--- WORK INSTRUCTIONS ---
Rewrite the lines below, substituting "in the image shown" for every occurrence of "in the photo above" and leaving all else unchanged; omit the pictures from your answer.

Named-object pointing records:
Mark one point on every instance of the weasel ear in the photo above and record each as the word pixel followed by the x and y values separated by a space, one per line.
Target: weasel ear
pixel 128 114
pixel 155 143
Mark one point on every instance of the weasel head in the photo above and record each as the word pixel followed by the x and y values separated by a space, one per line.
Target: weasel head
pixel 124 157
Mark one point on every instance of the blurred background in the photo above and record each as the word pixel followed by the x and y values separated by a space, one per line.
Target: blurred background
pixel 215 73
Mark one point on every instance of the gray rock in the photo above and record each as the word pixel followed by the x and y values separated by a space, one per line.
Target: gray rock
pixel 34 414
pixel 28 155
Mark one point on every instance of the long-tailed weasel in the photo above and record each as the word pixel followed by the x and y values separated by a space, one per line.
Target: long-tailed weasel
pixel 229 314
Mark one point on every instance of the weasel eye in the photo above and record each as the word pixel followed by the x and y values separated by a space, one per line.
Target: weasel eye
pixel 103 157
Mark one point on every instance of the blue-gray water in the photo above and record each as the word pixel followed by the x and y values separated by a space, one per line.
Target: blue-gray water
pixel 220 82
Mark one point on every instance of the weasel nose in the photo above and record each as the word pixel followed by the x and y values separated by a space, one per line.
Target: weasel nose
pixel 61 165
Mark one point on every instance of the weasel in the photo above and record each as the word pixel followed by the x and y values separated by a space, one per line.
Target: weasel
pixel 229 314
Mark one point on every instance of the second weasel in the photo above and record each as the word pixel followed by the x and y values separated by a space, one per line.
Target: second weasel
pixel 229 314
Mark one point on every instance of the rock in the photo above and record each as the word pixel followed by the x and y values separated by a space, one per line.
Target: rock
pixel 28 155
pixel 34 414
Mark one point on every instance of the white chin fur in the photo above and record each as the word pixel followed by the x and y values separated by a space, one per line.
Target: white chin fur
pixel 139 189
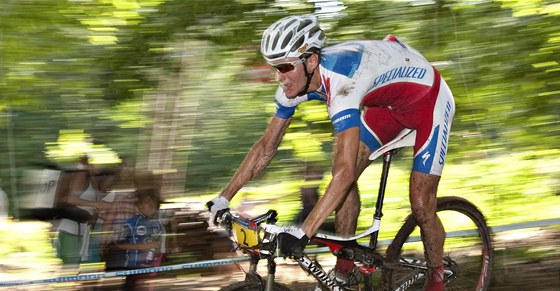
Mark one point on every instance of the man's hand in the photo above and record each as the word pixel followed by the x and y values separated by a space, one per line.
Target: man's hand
pixel 292 241
pixel 215 205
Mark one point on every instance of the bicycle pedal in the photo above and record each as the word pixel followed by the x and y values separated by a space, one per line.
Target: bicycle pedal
pixel 367 270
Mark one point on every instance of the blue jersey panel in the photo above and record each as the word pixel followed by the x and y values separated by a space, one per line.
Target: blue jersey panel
pixel 343 60
pixel 284 112
pixel 346 119
pixel 424 159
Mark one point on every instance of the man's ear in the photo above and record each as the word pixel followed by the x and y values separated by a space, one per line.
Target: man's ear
pixel 313 60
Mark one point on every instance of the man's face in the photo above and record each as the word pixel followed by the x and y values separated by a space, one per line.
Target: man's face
pixel 291 74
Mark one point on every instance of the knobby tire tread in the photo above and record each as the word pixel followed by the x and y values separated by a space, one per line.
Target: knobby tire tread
pixel 450 203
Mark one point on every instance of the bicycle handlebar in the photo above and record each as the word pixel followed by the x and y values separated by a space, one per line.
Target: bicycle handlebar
pixel 224 218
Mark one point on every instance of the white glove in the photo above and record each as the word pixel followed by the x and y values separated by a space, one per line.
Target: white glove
pixel 215 205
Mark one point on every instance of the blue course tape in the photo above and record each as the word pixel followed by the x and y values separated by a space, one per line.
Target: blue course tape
pixel 104 275
pixel 205 264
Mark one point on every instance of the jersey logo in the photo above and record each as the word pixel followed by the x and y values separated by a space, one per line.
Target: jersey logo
pixel 425 157
pixel 303 48
pixel 141 230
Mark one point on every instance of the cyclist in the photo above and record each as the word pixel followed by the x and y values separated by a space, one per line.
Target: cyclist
pixel 373 90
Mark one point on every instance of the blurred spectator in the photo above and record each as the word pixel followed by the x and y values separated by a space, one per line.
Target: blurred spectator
pixel 142 237
pixel 104 181
pixel 72 241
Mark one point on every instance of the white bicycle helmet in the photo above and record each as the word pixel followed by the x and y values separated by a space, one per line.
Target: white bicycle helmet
pixel 292 36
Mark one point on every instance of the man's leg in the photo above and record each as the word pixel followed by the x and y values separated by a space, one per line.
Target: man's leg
pixel 347 213
pixel 423 192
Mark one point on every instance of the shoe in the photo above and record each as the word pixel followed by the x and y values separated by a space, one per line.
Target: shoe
pixel 434 279
pixel 349 281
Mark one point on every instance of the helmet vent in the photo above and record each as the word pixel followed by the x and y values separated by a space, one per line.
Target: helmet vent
pixel 275 42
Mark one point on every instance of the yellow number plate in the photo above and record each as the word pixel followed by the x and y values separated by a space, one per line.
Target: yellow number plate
pixel 245 236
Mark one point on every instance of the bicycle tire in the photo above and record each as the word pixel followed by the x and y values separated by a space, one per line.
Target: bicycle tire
pixel 470 258
pixel 253 286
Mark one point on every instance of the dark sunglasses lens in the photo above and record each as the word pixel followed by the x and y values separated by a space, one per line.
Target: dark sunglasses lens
pixel 284 68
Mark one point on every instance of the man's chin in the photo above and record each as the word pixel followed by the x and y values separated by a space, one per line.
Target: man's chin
pixel 290 95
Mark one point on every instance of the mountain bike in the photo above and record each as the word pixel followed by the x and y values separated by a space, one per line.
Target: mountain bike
pixel 468 250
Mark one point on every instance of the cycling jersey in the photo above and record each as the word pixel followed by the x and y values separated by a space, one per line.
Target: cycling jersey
pixel 394 86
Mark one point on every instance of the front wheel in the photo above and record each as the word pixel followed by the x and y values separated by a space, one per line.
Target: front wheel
pixel 468 252
pixel 253 286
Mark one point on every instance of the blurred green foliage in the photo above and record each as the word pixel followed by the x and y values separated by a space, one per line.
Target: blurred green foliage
pixel 185 79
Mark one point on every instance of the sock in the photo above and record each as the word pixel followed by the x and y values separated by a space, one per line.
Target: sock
pixel 344 266
pixel 434 281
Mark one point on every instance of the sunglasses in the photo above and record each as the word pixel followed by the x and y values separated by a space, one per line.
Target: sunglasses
pixel 287 66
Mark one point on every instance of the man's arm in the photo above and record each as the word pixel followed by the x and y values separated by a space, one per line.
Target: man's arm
pixel 345 152
pixel 259 157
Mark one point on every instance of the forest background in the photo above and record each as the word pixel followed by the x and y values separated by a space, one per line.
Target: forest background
pixel 180 88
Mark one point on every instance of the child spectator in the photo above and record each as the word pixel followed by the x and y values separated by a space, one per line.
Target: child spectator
pixel 142 236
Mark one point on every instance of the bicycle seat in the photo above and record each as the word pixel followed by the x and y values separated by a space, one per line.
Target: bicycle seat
pixel 405 138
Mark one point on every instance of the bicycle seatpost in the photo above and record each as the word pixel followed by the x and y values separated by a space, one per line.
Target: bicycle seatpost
pixel 387 157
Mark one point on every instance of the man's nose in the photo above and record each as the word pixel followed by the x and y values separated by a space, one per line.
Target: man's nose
pixel 279 76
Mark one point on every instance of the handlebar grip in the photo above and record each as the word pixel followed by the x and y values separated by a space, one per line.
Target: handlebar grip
pixel 223 218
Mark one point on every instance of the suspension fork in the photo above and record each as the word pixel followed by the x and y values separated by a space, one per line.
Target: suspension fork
pixel 387 157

--- EXERCISE RESPONSE ---
Mark one point on every instance of the weasel ear in the image shown and record each as the word pixel followed by the x and y values separated by a space, one per line.
Target: weasel ear
pixel 128 114
pixel 155 143
Mark one point on every instance of the weasel head in the image shown and record each as the word pixel followed by the x and y values separated by a space, one per line.
Target: weasel head
pixel 124 157
Mark one point on every instance of the blurred background in the image shown and record each as the word pixel followed by the x and y values separated by a space, one per line.
Target: blurred background
pixel 215 73
Mark one point on every instance of the gray rock in the image shown and record each as the word pixel followed by the x and y values separated by a space, one per line.
Target: gray rock
pixel 34 414
pixel 28 155
Mark one point on every instance of the long-tailed weasel in the image shown and record each as the word pixel followed by the x and y values separated by a space, one per line.
Target: long-tailed weasel
pixel 229 314
Mark one point on every instance of the weasel eye in the image shown and record each as the word pixel followed by the x and y values separated by a space, one per line.
Target: weasel eye
pixel 103 157
Mark one point on every instance of the blue-gray water in the image shown and record each as the word pixel followed by the x and y values separated by a space, one per line.
Target: blue-gray water
pixel 220 82
Mark one point on every instance of the weasel nose in the image shown and record each as the word pixel followed by the x and y values separated by a space, one per line.
Target: weasel nose
pixel 61 165
Mark one point on every instance of the weasel in the image shown and record each as the word pixel followed by the x and y values separated by a space, one per line.
Target: weasel
pixel 229 314
Mark one point on every instance of the second weasel in the image shown and record each as the word pixel followed by the x and y values separated by a space, one per line.
Target: second weasel
pixel 229 314
Mark one point on every instance of the rock in the image shown and record each as the word pixel followed by the x and y values separated by a space, one per line.
Target: rock
pixel 28 155
pixel 34 414
Mark one point on every instance of the white chin fur in the image shown and record each as the word pixel followed by the x and y values separated by a space, one per line.
Target: white chin fur
pixel 139 189
Mark one point on every instance of the man's hand in the image shown and record each as the word pixel followed by the x and y values separated by a space, one per line.
Target: man's hand
pixel 292 241
pixel 215 205
Mark one point on every instance of the bicycle pedal in the image shown and record each as the word pixel followed by the x and y values separated by a space, one per line.
Target: bicycle pedal
pixel 367 270
Mark one point on every instance of the blue jersey panel in the image shown and record each as the word pixel followed by the x and y values separated by a space, one per line.
Target: blue jersey panel
pixel 343 60
pixel 284 112
pixel 346 119
pixel 424 159
Mark one point on every instance of the man's ear in the image shown and record each as the word pixel followed by the x and y values separated by a space, one per line.
Target: man's ear
pixel 313 60
Mark one point on every instance of the man's face in the image shown and record each as the word pixel followed by the x and y values separated by a space, one per line.
Target: man's face
pixel 291 74
Mark one point on every instance of the knobby tire tread in the image shown and record each as the word pixel followed by the x and y values separated by a space, one per line.
Target: knobby tire tread
pixel 450 203
Mark one point on every instance of the bicycle handlebar in the image shown and record each as the word pixel followed by the x and y values separated by a space, one per line.
Target: bicycle handlebar
pixel 224 218
Mark one point on every instance of the white glove in the image shown and record each as the word pixel followed by the x and y values separated by a space, one per line.
Target: white glove
pixel 215 205
Mark one point on every instance of the blue course tape in the image shown and record each as the word pixel followed by the x and y values separated by a space, one per line.
Target: blue course tape
pixel 104 275
pixel 205 264
Mark one point on every instance of the jersey logo in the image shown and record each as the word pixel followed by the x and y values separated by a space, one per line.
Target: jersey logo
pixel 425 157
pixel 303 48
pixel 141 230
Mark one point on every instance of the cyclist in the image shown and record each as the word pixel followed by the x and y values separated by a space, one per line.
Target: cyclist
pixel 373 90
Mark one point on every instance of the blurred spectator in the image shown and record each as the word pixel followed by the x and y values separated by a space, one per line.
Target: blurred spectator
pixel 142 237
pixel 104 181
pixel 72 241
Mark one point on every instance of the white bicycle helmet in the image shown and record each as the word pixel followed by the x and y values separated by a space, one per line.
Target: white bicycle helmet
pixel 292 36
Mark one point on every instance of the man's leg in the image shown and record each as the word pixel followed by the x and y values separated by a space, one per line.
Target: man's leg
pixel 347 213
pixel 423 192
Mark one point on every instance of the shoe in the image shown and record each as the word pixel followed by the x and y values separated by a space, one per line.
Target: shoe
pixel 434 279
pixel 349 281
Mark one point on every instance of the helmet vent in the image shown and record each as the word pixel followed by the x and y values separated by a space, one per line.
Target: helmet vent
pixel 275 42
Mark one point on every instance of the yellow number plate in the image shown and record each as the word pixel followed by the x and y values separated by a space, one per line.
Target: yellow number plate
pixel 245 236
Mark one point on every instance of the bicycle tire in the image shown and record each as the word pixel followed by the x and y values separated by a space, one per line.
Target: bicycle tire
pixel 470 258
pixel 253 286
Mark one point on every instance of the dark sunglasses lens in the image shown and record each as the word pixel followed by the x and y values separated by a space, one per line.
Target: dark sunglasses lens
pixel 284 68
Mark one point on every instance of the man's chin in the image shown and record each as the word pixel followed by the x and y values separated by a space, one per line.
Target: man's chin
pixel 290 95
Mark one point on every instance of the mountain bike in the image shown and record each as the word pixel followed by the x and y values separated by a space, one per line.
Target: mountain bike
pixel 468 250
Mark one point on every instance of the cycling jersey in the image shown and record each as the word pixel followed by the x and y values separated by a space, one per line.
Target: cycling jersey
pixel 394 86
Mark one point on every instance of the front wheel in the image shown and record each as the word pixel followed by the x and y values separated by a space, one per line.
Target: front wheel
pixel 468 252
pixel 253 286
Mark one point on every instance of the blurred green foliage in the image shown and record each as the word pixel followed by the x and y values separated by a space, one per line.
Target: blurred green foliage
pixel 185 79
Mark one point on every instance of the sock in the image shown and record each as the word pixel followed by the x and y values separated by a space, one per line.
Target: sock
pixel 344 266
pixel 434 281
Mark one point on every instance of the sunglasses in the image shown and record each as the word pixel followed by the x and y values separated by a space, one per line.
Target: sunglasses
pixel 287 66
Mark one point on every instance of the man's arm in the image shown and record each as the word pixel followed by the x and y values separated by a space, one per line.
Target: man's arm
pixel 345 152
pixel 259 157
Mark one point on every instance of the forest background in the image shown and record each as the word pixel followed by the x and y values separated by a space, one per line.
Target: forest background
pixel 180 88
Mark one point on every instance of the child spectator in the image shown and record each as the word pixel followed by the x and y values separated by a space, one per line.
Target: child spectator
pixel 142 236
Mark one point on every instance of the bicycle seat in the image shown and record each as the word pixel followed by the x and y values separated by a space, one per line.
Target: bicycle seat
pixel 405 138
Mark one point on every instance of the bicycle seatpost in the image shown and record each as the word pixel followed by the x and y values separated by a space, one per line.
Target: bicycle seatpost
pixel 387 157
Mark one point on every instance of the man's nose in the image shown and record each as the word pixel followed by the x and y values separated by a space, one per line.
Target: man's nose
pixel 279 76
Mark one point on every instance of the handlebar grip in the image shown and record each as the word pixel followed by the x and y values separated by a space, one per line.
Target: handlebar grip
pixel 223 218
Mark one point on every instance of the suspension fork in the image shown and record each as the word pixel followed by the x and y values separated by a space, one per line.
Target: suspension fork
pixel 387 157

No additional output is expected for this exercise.